▸ PROBLEM TO WORK ON
Copy every row below verbatim, leaving out the pictures.

▸ ENTRIES PROVIDED
★ ★ ★ ★ ★
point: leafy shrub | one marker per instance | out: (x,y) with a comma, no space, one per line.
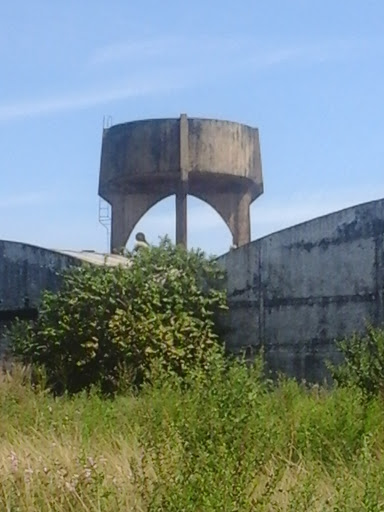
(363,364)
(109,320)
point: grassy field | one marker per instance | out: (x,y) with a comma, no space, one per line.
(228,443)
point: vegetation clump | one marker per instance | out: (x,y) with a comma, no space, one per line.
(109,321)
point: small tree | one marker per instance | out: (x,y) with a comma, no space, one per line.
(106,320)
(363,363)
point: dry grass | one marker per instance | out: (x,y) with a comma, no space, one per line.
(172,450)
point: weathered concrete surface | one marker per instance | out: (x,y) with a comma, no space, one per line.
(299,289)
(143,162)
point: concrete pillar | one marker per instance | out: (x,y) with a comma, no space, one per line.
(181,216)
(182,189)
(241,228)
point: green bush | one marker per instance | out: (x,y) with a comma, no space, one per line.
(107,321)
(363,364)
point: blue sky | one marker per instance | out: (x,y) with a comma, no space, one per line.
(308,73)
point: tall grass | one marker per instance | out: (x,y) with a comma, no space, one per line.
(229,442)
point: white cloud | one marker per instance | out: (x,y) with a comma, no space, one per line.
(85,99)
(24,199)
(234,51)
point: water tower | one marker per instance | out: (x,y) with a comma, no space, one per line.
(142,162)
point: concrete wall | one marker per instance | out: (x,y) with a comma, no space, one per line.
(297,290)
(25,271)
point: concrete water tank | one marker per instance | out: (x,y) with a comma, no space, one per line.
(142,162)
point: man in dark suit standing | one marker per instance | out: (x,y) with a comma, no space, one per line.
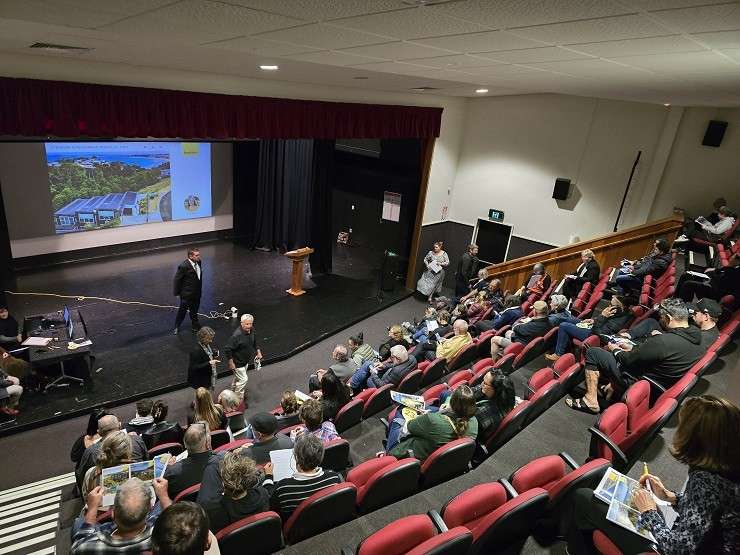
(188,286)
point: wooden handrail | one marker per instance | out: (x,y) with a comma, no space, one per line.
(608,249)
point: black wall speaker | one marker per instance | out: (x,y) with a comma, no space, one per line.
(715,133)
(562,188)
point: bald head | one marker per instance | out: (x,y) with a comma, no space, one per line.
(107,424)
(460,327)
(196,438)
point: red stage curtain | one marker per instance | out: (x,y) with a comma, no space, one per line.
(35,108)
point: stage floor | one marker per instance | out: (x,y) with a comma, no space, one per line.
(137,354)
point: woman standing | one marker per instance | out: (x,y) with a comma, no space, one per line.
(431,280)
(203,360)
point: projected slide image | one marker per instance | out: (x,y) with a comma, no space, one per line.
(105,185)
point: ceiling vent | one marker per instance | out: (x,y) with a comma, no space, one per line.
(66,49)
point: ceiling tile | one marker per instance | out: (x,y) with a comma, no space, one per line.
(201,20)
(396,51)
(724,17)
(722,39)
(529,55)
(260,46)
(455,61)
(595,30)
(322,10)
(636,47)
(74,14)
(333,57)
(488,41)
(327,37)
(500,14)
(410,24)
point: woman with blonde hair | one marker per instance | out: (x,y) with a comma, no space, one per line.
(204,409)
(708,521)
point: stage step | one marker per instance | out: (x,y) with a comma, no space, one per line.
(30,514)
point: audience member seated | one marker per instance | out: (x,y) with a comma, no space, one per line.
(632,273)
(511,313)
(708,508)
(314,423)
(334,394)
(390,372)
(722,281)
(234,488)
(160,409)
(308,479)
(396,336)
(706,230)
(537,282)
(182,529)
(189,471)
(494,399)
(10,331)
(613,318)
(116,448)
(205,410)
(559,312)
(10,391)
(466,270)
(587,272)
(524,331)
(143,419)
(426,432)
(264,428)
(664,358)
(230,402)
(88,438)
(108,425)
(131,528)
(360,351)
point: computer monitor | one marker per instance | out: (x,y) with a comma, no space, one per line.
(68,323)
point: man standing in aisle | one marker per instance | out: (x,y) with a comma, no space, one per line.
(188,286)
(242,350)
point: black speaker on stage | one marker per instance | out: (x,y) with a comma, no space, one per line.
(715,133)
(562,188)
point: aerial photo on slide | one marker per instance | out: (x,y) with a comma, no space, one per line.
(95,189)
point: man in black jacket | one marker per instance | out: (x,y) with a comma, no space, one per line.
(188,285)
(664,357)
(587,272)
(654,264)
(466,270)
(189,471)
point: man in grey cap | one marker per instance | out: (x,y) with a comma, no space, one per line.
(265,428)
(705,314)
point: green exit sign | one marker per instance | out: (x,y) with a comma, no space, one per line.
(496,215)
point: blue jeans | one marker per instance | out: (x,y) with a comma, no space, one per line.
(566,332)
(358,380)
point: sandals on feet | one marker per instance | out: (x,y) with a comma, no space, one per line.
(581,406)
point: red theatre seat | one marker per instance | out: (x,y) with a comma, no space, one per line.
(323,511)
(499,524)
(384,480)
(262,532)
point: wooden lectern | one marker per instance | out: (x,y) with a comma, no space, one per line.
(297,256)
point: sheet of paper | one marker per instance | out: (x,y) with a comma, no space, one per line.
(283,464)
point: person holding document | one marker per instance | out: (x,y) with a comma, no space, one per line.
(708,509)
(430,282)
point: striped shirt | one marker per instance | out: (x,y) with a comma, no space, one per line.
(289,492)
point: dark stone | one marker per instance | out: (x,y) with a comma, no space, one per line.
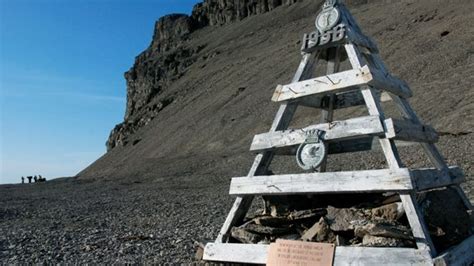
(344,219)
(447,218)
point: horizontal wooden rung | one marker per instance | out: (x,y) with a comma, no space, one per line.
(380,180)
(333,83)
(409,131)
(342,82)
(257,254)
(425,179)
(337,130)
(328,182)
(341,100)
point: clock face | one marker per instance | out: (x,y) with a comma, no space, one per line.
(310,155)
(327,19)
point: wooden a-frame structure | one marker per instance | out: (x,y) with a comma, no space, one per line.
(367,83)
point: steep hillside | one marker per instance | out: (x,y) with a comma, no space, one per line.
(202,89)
★ ★ ★ ★ ★
▸ EXERCISE RESULT
point: leafy shrub | one marker per instance | out: (x,y) with a comma, no space, one per line.
(363,364)
(109,320)
point: grassy field | one marker per instance | out: (x,y) with a comma, no space, one per line.
(228,443)
point: vegetation clump | one marker per instance | out: (x,y) with a comma, no space, one per line.
(109,321)
point: small tree | one marker per instance | out: (x,y) with a comma, no space, one per line.
(106,320)
(363,363)
point: dry grass | one marker per instance | out: (x,y) with a comma, no space, one per line.
(172,450)
point: weathered concrete surface | one marker per instance | out: (x,y) with a comma, no space, one per line.
(299,289)
(143,162)
point: concrete pillar | one marker per instance | out: (x,y) with a comma, no space, one per line.
(181,216)
(182,189)
(241,228)
point: green bush | one marker per instance | out: (x,y) with a comma, no space, one per line.
(107,321)
(363,364)
point: blue sky | one marker per instance | out: (x,y) with a comma, no space, one per line.
(308,73)
point: tall grass | one marker per instance | out: (x,y) with a comma, no space, one per line.
(229,442)
point: white cloud | one marker per instance | out: (x,y) with a comma, no space, one per line.
(85,99)
(24,199)
(234,51)
point: water tower | one marker per instance | out: (x,y) with a comma, no space, one per line.
(142,162)
point: concrete wall | one marker per instance | out: (x,y) with a comma, no space, one per line.
(297,290)
(25,271)
point: concrete water tank | one marker per instance | out: (x,y) with a comma, no space, one per line.
(142,162)
point: man in dark suit standing | one marker per instance | out: (x,y) with a comma, no space, one per line.
(188,286)
point: wooden handrail | one marker per instance | out: (x,y) with a comma, no space, one per line.
(608,249)
point: black wall speaker | one marker per instance | out: (x,y) with a comma, no space, one per line.
(715,133)
(562,188)
point: bald head | one marker per instance | out: (x,y) with a comma, no space, one per line.
(107,424)
(460,327)
(196,438)
point: red stage curtain | one marker per instance | out: (x,y) with a comma, no space, one per line.
(35,108)
point: stage floor | one marker per instance | out: (x,y) with a comma, no space, one per line.
(137,354)
point: woman standing | one marker per instance | out: (x,y) with a comma, no space, one per line.
(431,280)
(203,360)
point: projected slide image | one marker per instance | out: (x,y) with a comma, no space, one per line.
(105,185)
point: ceiling vent | one marker per instance | out: (x,y) with a comma, no space, one per line.
(66,49)
point: ceiling tile | one marker per instance | out: (x,y) with a comma, no space, one per line.
(201,20)
(396,51)
(724,17)
(722,39)
(529,55)
(260,46)
(455,61)
(595,30)
(322,10)
(636,47)
(74,14)
(333,57)
(488,41)
(327,37)
(500,14)
(410,24)
point: woman with blonde hair | one marker per instance | out: (x,y) with a comma, no space, one per line.
(204,409)
(708,521)
point: stage step | one marker per instance | out: (x,y) with a comma, no space, one per line.
(30,514)
point: audience member seated | one marker per instance | out: (x,y) with a comma, no space, one per line.
(632,273)
(511,313)
(708,508)
(314,423)
(334,394)
(390,372)
(722,281)
(234,488)
(160,409)
(308,479)
(396,336)
(706,230)
(537,282)
(182,529)
(189,471)
(494,399)
(10,331)
(613,318)
(116,448)
(205,410)
(559,312)
(10,391)
(466,270)
(587,272)
(524,331)
(143,419)
(426,432)
(264,428)
(664,358)
(230,402)
(88,438)
(108,425)
(131,528)
(360,351)
point: computer monitor | one marker per instance | out: (x,y) with a comma, no space, one per line.
(68,323)
point: man standing in aisle | one marker per instance | out: (x,y) with a comma, no space, one per line.
(188,286)
(242,350)
point: black speaker on stage | one marker per instance | out: (x,y) with a comma, no space, one per line.
(715,133)
(562,188)
point: aerial photo on slide | one marker per instance | out: (x,y) with a comma, no space, one per line.
(95,189)
point: man in black jacket | one marker per instance | out: (x,y) with a comma, no space, one per line.
(188,285)
(664,357)
(587,272)
(654,264)
(466,270)
(189,471)
point: man in grey cap | one marker per instance | out: (x,y) with a comma, no space, one per line.
(265,428)
(705,314)
point: green exit sign | one marker per instance | out: (x,y) with a comma, no space, one per line.
(496,215)
point: blue jeans | one marker per instance | out: (x,y) with a comma, no space, one per line.
(566,332)
(358,380)
point: sandals on feet | one marker per instance | out: (x,y) with a comma, no space, one per line.
(581,406)
point: red theatre seat | one marker per instance | out: (x,y) with a comma, no space, one per line.
(323,511)
(499,524)
(384,480)
(262,532)
point: wooden lectern | one marker per instance | out: (x,y) with a comma, no space, one per line.
(297,256)
point: sheet of paper | one marker per instance | out: (x,y) with a comma, no space, one per line.
(283,464)
point: person holding document | one marker per instance | out: (x,y) with a comma, no space, one per line.
(708,509)
(430,282)
point: striped shirt | one marker per instance | out: (x,y) with a comma, no space, one per line.
(289,492)
point: dark stone | one marker per instance | out: (x,y) with a comma, no space, one per line.
(344,219)
(447,218)
point: horizontal wooden rung | one marker per instance | out: (x,y) with a comma, no space, one per line.
(380,180)
(333,83)
(409,131)
(342,82)
(257,254)
(425,179)
(337,130)
(328,182)
(341,100)
point: clock face | one marker per instance | out: (x,y) with a comma, no space, one per line.
(310,155)
(327,19)
point: wooden a-frame structure | one marker per instance | out: (x,y) with a comma, no space, one per line.
(367,83)
point: steep hillside | one marker per instance | out: (x,y) with a comma, no space, one per line.
(202,89)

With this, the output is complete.